Collected data entries
○ ○ ○

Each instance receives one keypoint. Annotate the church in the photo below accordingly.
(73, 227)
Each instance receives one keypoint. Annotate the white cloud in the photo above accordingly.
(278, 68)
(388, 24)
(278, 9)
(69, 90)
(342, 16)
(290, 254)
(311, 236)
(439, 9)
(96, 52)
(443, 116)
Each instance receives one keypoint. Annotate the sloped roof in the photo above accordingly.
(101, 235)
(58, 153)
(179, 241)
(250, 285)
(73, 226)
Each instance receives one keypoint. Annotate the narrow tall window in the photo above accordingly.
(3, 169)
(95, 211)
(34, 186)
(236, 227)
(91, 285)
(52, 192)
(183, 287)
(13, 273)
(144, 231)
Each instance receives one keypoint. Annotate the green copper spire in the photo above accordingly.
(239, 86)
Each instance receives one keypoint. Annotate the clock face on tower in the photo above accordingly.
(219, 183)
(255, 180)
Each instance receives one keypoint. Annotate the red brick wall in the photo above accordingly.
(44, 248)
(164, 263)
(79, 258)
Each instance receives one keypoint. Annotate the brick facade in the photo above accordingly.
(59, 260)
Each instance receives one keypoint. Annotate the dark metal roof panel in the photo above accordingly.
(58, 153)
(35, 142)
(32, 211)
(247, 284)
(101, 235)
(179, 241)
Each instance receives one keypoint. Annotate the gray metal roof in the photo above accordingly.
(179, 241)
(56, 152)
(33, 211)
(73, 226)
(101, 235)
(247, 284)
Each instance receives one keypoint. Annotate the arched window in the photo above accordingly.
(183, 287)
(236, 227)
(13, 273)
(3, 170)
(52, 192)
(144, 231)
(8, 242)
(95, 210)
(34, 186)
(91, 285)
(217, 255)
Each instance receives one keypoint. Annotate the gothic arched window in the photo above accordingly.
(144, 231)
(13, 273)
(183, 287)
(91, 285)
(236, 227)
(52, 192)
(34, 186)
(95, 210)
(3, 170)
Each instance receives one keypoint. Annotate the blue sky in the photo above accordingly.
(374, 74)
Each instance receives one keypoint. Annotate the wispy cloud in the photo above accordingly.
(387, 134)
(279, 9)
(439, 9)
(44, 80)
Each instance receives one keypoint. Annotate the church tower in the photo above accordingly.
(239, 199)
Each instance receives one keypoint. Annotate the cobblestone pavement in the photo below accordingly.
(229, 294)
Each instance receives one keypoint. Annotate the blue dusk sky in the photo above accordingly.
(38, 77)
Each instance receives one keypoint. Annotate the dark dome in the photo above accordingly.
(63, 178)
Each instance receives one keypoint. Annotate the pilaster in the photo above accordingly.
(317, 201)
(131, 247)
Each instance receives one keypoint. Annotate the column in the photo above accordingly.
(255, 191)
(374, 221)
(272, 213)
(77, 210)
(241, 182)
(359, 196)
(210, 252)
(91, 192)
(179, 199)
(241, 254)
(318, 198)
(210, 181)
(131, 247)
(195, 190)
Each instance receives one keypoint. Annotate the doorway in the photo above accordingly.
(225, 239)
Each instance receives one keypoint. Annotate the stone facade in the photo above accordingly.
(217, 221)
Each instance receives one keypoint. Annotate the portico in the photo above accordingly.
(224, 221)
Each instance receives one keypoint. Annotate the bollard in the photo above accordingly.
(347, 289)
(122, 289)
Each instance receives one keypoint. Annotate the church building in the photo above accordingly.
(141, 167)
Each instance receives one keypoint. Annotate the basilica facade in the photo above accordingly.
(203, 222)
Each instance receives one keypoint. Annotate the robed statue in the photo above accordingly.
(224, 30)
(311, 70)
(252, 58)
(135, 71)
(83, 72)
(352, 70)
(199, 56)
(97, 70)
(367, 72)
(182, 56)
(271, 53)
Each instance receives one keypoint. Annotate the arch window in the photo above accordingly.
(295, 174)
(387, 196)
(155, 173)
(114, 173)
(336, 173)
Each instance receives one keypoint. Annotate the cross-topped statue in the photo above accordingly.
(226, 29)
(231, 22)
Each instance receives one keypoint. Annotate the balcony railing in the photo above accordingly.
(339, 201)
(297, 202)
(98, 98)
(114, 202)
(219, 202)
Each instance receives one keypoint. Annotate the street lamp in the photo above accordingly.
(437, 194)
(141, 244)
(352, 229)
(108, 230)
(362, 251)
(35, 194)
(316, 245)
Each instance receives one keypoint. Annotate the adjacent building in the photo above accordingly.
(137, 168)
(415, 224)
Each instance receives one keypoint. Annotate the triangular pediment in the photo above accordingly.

○ ○ ○

**Do this:** Keep only the lines from the one containing "church building in the photo above accordingly." to the end of the entries, and repeat them exactly.

**Task solution:**
Each instance receives one keypoint. Annotate the church building in the photo above accordingly.
(141, 167)
Each instance receives one keypoint. Annotate the basilica facade in the photo above accordingly.
(203, 222)
Each instance receives one keypoint. Annotate the robed statue in the photo above accordingly.
(224, 30)
(311, 70)
(252, 58)
(135, 71)
(83, 72)
(352, 70)
(199, 56)
(97, 70)
(367, 72)
(182, 56)
(271, 53)
Each instance receives one keypoint. Annotate the arch window in the photo above accordingly.
(295, 174)
(387, 196)
(155, 173)
(114, 173)
(336, 173)
Each instance receives one keypoint. Annotate the cross-topped statue in the photo above accordingly.
(226, 29)
(231, 22)
Each instance receives one keypoint. Annotate the balcony railing in the photo above accordingly.
(339, 201)
(297, 202)
(98, 98)
(114, 202)
(219, 202)
Each instance receives one keypoint. Annotate the street lamp in the photo above accordingly.
(437, 194)
(141, 244)
(352, 229)
(108, 230)
(362, 251)
(35, 194)
(316, 245)
Each instance receives one keypoint. Annotate the adjacent building in the photo above accordingly.
(137, 168)
(415, 224)
Each instance receives one keypoint. Annotate the triangular pediment in the photo above accordingly.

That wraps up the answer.